*What is being asked*
Please transcribe the entries below without omitting a single character.

**** Data for the task ****

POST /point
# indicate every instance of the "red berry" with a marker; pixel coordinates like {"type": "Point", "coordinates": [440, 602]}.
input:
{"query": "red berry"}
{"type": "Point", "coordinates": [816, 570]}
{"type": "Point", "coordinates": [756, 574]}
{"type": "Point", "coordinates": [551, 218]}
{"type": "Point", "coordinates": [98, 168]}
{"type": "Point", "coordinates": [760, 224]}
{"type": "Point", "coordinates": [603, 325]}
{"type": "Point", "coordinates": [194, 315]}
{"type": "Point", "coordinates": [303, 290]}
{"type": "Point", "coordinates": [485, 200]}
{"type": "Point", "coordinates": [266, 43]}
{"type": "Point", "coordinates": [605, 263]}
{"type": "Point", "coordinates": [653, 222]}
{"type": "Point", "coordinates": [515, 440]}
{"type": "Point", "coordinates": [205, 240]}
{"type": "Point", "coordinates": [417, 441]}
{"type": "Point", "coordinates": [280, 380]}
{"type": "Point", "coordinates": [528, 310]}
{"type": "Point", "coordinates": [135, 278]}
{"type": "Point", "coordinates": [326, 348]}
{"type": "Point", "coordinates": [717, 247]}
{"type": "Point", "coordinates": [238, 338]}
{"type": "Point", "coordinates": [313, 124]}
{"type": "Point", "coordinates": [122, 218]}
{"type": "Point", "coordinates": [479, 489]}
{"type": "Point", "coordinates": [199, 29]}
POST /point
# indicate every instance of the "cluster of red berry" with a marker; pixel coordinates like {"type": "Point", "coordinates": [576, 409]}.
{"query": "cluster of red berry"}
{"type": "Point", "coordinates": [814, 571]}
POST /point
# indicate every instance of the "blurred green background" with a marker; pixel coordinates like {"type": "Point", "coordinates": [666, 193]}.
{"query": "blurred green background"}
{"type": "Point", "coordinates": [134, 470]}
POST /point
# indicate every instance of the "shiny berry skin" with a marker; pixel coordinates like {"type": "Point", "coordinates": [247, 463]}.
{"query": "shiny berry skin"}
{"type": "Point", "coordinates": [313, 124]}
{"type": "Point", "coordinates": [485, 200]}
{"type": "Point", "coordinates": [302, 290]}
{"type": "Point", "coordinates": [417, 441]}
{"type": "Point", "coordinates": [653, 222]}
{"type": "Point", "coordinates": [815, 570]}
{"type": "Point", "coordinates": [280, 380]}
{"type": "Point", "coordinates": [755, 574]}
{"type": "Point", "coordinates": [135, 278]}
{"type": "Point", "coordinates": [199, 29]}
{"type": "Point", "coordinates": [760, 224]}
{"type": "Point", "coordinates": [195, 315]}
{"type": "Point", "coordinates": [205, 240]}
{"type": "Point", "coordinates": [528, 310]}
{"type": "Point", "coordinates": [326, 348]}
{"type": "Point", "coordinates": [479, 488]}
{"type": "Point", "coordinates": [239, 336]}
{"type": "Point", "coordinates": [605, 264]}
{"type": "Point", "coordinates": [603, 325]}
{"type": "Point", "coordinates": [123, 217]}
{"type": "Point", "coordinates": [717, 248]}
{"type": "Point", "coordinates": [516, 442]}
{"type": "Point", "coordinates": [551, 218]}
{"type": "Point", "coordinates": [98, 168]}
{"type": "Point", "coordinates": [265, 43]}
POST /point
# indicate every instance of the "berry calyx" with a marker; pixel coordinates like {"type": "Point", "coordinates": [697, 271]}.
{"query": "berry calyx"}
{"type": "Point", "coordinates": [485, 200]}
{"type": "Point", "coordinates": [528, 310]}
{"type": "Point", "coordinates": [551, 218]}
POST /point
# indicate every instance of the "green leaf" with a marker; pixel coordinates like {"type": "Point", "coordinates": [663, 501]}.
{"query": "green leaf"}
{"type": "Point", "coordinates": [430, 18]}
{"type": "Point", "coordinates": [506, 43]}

****

*Answer box*
POST /point
# indicate every instance of the "red berry" with a marker; pixel coordinates like {"type": "Point", "coordinates": [440, 602]}.
input:
{"query": "red berry"}
{"type": "Point", "coordinates": [816, 570]}
{"type": "Point", "coordinates": [756, 574]}
{"type": "Point", "coordinates": [551, 218]}
{"type": "Point", "coordinates": [98, 168]}
{"type": "Point", "coordinates": [760, 224]}
{"type": "Point", "coordinates": [603, 325]}
{"type": "Point", "coordinates": [194, 315]}
{"type": "Point", "coordinates": [303, 290]}
{"type": "Point", "coordinates": [485, 200]}
{"type": "Point", "coordinates": [266, 43]}
{"type": "Point", "coordinates": [605, 263]}
{"type": "Point", "coordinates": [653, 222]}
{"type": "Point", "coordinates": [515, 440]}
{"type": "Point", "coordinates": [205, 240]}
{"type": "Point", "coordinates": [417, 441]}
{"type": "Point", "coordinates": [280, 380]}
{"type": "Point", "coordinates": [528, 310]}
{"type": "Point", "coordinates": [135, 278]}
{"type": "Point", "coordinates": [326, 348]}
{"type": "Point", "coordinates": [717, 247]}
{"type": "Point", "coordinates": [238, 338]}
{"type": "Point", "coordinates": [313, 124]}
{"type": "Point", "coordinates": [122, 218]}
{"type": "Point", "coordinates": [479, 489]}
{"type": "Point", "coordinates": [199, 29]}
POST /point
# indicate every instance of the "cluster of red berry" with a marker; pixel coordinates like {"type": "Point", "coordinates": [576, 409]}.
{"query": "cluster of red berry"}
{"type": "Point", "coordinates": [814, 571]}
POST /point
# indicate every instance of the "blurred green background" with a marker; pixel coordinates like {"type": "Point", "coordinates": [666, 193]}.
{"query": "blurred green background"}
{"type": "Point", "coordinates": [134, 470]}
POST /point
# indicate every instance of the "shiny berry skin" with a marker; pixel coordinates like {"type": "Point", "coordinates": [247, 463]}.
{"query": "shiny berry skin"}
{"type": "Point", "coordinates": [313, 124]}
{"type": "Point", "coordinates": [485, 200]}
{"type": "Point", "coordinates": [302, 290]}
{"type": "Point", "coordinates": [417, 441]}
{"type": "Point", "coordinates": [653, 222]}
{"type": "Point", "coordinates": [815, 570]}
{"type": "Point", "coordinates": [280, 380]}
{"type": "Point", "coordinates": [755, 574]}
{"type": "Point", "coordinates": [135, 278]}
{"type": "Point", "coordinates": [199, 29]}
{"type": "Point", "coordinates": [760, 224]}
{"type": "Point", "coordinates": [195, 315]}
{"type": "Point", "coordinates": [205, 240]}
{"type": "Point", "coordinates": [528, 310]}
{"type": "Point", "coordinates": [326, 348]}
{"type": "Point", "coordinates": [479, 488]}
{"type": "Point", "coordinates": [239, 336]}
{"type": "Point", "coordinates": [605, 264]}
{"type": "Point", "coordinates": [603, 325]}
{"type": "Point", "coordinates": [123, 217]}
{"type": "Point", "coordinates": [717, 248]}
{"type": "Point", "coordinates": [516, 442]}
{"type": "Point", "coordinates": [551, 218]}
{"type": "Point", "coordinates": [98, 168]}
{"type": "Point", "coordinates": [265, 43]}
POST /point
# indicate every instance of the "berry calyx" with a marker; pixel coordinates like {"type": "Point", "coordinates": [697, 271]}.
{"query": "berry calyx"}
{"type": "Point", "coordinates": [485, 200]}
{"type": "Point", "coordinates": [528, 310]}
{"type": "Point", "coordinates": [551, 218]}
POST /point
# indicate every instance of the "green leaf" with a marker; pixel coordinates like {"type": "Point", "coordinates": [663, 501]}.
{"query": "green leaf"}
{"type": "Point", "coordinates": [430, 18]}
{"type": "Point", "coordinates": [506, 43]}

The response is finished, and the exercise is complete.